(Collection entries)
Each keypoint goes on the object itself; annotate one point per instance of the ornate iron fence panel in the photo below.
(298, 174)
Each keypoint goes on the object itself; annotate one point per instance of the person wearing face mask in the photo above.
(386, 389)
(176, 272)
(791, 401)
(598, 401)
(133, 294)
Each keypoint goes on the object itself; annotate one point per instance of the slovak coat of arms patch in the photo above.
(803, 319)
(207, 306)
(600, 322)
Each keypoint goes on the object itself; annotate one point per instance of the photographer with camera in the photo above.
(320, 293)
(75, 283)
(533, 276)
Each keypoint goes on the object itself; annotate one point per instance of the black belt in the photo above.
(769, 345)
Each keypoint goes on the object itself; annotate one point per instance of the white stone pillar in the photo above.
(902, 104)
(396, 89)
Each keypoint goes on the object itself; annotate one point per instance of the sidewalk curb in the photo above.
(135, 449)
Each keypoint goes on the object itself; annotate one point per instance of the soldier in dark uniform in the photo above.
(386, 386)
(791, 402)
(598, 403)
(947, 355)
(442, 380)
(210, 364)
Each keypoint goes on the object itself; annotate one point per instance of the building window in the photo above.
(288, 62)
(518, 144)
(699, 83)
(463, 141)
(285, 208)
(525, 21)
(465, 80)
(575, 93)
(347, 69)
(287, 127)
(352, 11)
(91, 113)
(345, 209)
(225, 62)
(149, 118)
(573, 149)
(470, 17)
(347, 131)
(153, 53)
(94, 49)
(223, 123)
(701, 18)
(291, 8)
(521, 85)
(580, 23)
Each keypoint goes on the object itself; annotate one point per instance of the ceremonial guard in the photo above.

◆ **WORK INSTRUCTIONS**:
Write out only those lines of the entries that lie between the line containing "pillar in the photo above." and the last line, inclusive, reproducing them exactly.

◆ **RESPONSE TO THE TASK**:
Each keypoint goes on the object itself; annotate one point per instance of the white stone pillar in the photo above.
(902, 104)
(396, 89)
Each keypoint goes on the object itself; annotate one point per instance of the sidewalk curb in the photo above.
(135, 449)
Each keypoint goes on the object itself; annotate one point per instance of the soldier in dark uniform in the photo above.
(386, 386)
(791, 402)
(598, 403)
(947, 355)
(442, 380)
(210, 364)
Each keypoint goes on the object itself; annotate one point per instance of the building window in the photo above.
(288, 62)
(518, 144)
(699, 83)
(463, 141)
(285, 208)
(525, 21)
(465, 80)
(575, 93)
(347, 69)
(287, 127)
(352, 11)
(91, 113)
(345, 209)
(225, 62)
(149, 118)
(573, 149)
(470, 17)
(347, 131)
(153, 53)
(94, 49)
(223, 123)
(701, 18)
(291, 8)
(521, 85)
(580, 23)
Each keypoint goes on the object itself; annotate one point per instance of the ceremonial guard in the photo above.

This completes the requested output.